____ Input material
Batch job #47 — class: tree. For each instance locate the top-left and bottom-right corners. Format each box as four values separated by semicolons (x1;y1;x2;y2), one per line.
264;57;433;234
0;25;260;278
________
____ Input material
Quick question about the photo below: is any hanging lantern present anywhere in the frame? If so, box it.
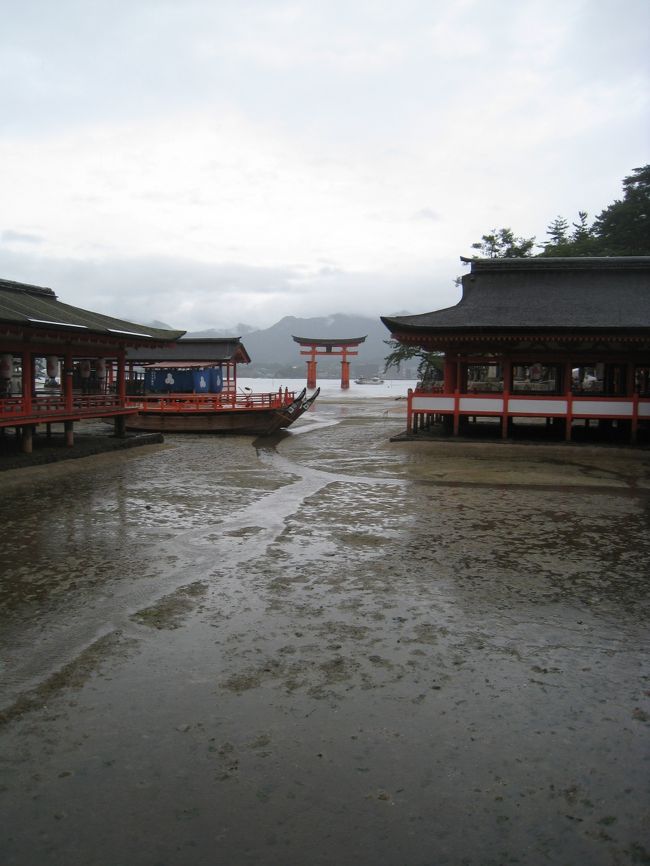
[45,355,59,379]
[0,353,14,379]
________
Please change "hanging lantern" to "street lamp" in the items from the line with "Quick question about" to the line with "[0,353,14,379]", keeping everything else the same. Leave the pictures out of your answer.

Exercise response:
Quick question about the photo below: is any street lamp present anywhere in the frame? If so, box it.
[45,355,59,379]
[0,353,14,379]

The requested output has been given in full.